- Exercise -
Print all of the data exactly as written.
── Information supplied ──
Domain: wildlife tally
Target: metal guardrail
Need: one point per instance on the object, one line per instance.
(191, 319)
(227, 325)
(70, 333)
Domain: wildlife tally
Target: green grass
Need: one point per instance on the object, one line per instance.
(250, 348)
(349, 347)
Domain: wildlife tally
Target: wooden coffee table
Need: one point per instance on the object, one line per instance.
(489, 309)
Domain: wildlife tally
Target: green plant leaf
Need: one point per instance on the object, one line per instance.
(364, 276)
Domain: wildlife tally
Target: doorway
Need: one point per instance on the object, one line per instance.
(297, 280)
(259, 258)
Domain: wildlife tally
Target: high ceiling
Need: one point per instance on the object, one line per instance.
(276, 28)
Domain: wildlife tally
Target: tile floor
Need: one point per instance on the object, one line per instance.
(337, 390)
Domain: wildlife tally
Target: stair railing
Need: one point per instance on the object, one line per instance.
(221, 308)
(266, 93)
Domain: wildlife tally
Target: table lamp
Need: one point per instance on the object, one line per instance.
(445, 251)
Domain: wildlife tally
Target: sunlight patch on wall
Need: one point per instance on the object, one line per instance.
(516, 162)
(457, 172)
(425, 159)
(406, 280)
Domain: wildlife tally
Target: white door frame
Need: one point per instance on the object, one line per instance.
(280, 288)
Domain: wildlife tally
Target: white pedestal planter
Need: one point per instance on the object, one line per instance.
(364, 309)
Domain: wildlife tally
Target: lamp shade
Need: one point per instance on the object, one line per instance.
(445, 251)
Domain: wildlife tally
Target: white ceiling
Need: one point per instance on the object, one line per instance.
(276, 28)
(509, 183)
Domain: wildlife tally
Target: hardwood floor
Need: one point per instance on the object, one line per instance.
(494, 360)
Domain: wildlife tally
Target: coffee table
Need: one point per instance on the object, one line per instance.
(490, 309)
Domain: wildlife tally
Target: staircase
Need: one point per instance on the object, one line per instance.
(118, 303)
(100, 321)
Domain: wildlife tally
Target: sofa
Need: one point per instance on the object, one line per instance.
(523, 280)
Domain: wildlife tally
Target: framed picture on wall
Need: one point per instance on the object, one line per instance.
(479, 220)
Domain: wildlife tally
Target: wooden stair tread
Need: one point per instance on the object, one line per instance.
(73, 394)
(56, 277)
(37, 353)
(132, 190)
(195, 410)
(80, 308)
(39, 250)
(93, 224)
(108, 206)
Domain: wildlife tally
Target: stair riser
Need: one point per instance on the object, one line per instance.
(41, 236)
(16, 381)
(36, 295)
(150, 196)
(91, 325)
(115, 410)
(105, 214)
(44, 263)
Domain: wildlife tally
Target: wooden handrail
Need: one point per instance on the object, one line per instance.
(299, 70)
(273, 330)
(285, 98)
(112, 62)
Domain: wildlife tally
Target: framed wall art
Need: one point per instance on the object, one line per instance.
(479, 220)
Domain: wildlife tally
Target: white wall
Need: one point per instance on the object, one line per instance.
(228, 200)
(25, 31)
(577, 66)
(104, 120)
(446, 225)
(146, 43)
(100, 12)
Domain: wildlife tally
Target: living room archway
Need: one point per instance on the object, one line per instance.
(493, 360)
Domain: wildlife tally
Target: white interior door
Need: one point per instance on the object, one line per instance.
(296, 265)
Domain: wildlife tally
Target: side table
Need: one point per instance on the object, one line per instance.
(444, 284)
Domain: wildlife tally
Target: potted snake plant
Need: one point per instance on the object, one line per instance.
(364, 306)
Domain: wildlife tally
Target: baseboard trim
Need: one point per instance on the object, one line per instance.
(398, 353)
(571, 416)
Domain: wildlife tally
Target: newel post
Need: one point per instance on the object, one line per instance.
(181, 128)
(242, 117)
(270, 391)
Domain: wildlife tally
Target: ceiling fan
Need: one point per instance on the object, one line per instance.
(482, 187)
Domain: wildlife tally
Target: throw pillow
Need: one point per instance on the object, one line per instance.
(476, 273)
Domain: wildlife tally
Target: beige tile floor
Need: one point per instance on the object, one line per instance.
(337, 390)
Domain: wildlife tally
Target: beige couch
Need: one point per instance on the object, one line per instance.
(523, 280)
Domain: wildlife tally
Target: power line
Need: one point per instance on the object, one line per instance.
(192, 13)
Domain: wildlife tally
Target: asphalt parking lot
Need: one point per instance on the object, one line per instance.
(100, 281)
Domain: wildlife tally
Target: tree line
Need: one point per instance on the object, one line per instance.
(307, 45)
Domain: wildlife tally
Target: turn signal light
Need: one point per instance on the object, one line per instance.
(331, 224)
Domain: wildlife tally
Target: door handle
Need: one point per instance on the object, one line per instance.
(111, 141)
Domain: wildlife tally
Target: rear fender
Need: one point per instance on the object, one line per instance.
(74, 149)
───
- Result of this task -
Domain: wildlife tally
Target: metal guardrail
Need: one point per instance on the object, one line per instance.
(191, 319)
(227, 325)
(70, 333)
Domain: wildlife tally
Target: green grass
Need: one point per instance on the object, one line per instance.
(250, 348)
(349, 347)
Domain: wildlife tally
Target: wooden coffee table
Need: one point per instance on the object, one line per instance.
(489, 309)
Domain: wildlife tally
Target: green plant leaf
Need: one point per instance on the object, one line per instance.
(364, 276)
Domain: wildlife tally
Target: doorway
Need: one point per instance on the object, one line per instance.
(297, 280)
(259, 258)
Domain: wildlife tally
Target: high ceiling
Need: one point per instance on the object, one line per instance.
(276, 28)
Domain: wildlife tally
Target: tile floor
Need: one point per instance on the object, one line per instance.
(337, 390)
Domain: wildlife tally
Target: stair railing
Need: one point per instance on the object, one line per instance.
(221, 308)
(266, 93)
Domain: wildlife tally
Target: table lamp
Need: one point per instance on the object, one line per instance.
(445, 251)
Domain: wildlife tally
Target: sunlight patch on wall
Need: one point per instance on the object, one line per instance.
(516, 162)
(457, 172)
(425, 159)
(406, 280)
Domain: wildlife tally
Target: white door frame
Need: one point per instance on the object, one line per instance.
(280, 288)
Domain: wildlife tally
Target: white pedestal planter
Need: one point per instance on the object, one line per instance.
(364, 309)
Domain: wildlife tally
Target: lamp shade
Need: one point per instance on the object, one line per instance.
(445, 251)
Domain: wildlife tally
Target: white ceiling
Need: one point per instance on the object, one line per instance.
(276, 28)
(509, 183)
Domain: wildlife tally
Target: hardwood floor
Need: one point per instance on the object, one line per instance.
(494, 360)
Domain: wildlife tally
Target: coffee table
Need: one point per instance on the object, one line per instance.
(490, 309)
Domain: wildlife tally
Target: staircase
Need: one point per instance on the object, one line per instance.
(118, 303)
(100, 321)
Domain: wildlife tally
Target: sofa
Need: one point per instance on the object, one line per instance.
(523, 280)
Domain: wildlife tally
Target: framed picture on wall
Need: one point per instance on the object, one line per instance.
(479, 220)
Domain: wildlife tally
Target: wooden stair tread
Need: one point per instance on the object, one line per instance.
(73, 394)
(56, 277)
(37, 353)
(132, 190)
(195, 410)
(80, 308)
(39, 250)
(93, 224)
(108, 206)
Domain: wildlife tally
Target: stair riser
Need: one point per instance on the object, one line per instance.
(41, 236)
(16, 381)
(36, 295)
(150, 196)
(91, 325)
(115, 410)
(105, 214)
(44, 263)
Domain: wildlife tally
Target: wooden handrail
Need: one point per instance on the object, one line per instance.
(299, 70)
(273, 330)
(285, 98)
(112, 62)
Domain: wildlife tally
Target: framed wall art
Need: one point per instance on the object, one line per instance.
(479, 220)
Domain: wildlife tally
Target: white wall
Need: one point per instance on the object, one line per instance.
(228, 200)
(25, 31)
(577, 66)
(104, 120)
(446, 225)
(146, 43)
(100, 12)
Domain: wildlife tally
Target: living room archway
Need: one point per instance on the object, one line per instance.
(493, 360)
Domain: wildlife tally
Target: white interior door
Need: one point per instance on the object, one line per instance.
(296, 265)
Domain: wildlife tally
Target: side table
Need: one point per instance on the object, one line per instance.
(444, 284)
Domain: wildlife tally
Target: potted snake plant
Need: one point per instance on the object, one line per instance.
(364, 306)
Domain: wildlife tally
Target: baseboard trim
Need: one point per instance on the object, one line per instance.
(398, 353)
(571, 416)
Domain: wildlife tally
Target: newel post
Need: one point per instance on the object, one line per instance.
(181, 128)
(242, 117)
(270, 391)
Domain: wildlife tally
Target: ceiling fan
Need: one point per instance on the object, one line per instance.
(482, 187)
Domain: wildlife tally
Target: throw pillow
Need: one point per instance on the object, one line per instance.
(476, 273)
Domain: wildlife tally
Target: beige tile floor
Need: one point per instance on the object, one line per instance.
(337, 390)
Domain: wildlife tally
Target: beige couch
Need: one point per instance on the object, one line per instance.
(523, 280)
Domain: wildlife tally
Target: power line
Need: one point per instance on the object, one line per instance.
(192, 13)
Domain: wildlife tally
Target: asphalt parking lot
Need: one point per instance on the object, one line per instance.
(100, 281)
Domain: wildlife tally
Target: tree line
Need: one point per instance on the object, one line per instance.
(307, 45)
Domain: wildlife tally
Target: turn signal light
Need: one point per instance on the object, one line per instance.
(331, 224)
Domain: wildlife tally
Target: door handle
Need: one point per instance on the object, one line per instance.
(111, 141)
Domain: wildlife tally
Target: rear fender
Need: one point per instance on the object, one line per instance.
(74, 149)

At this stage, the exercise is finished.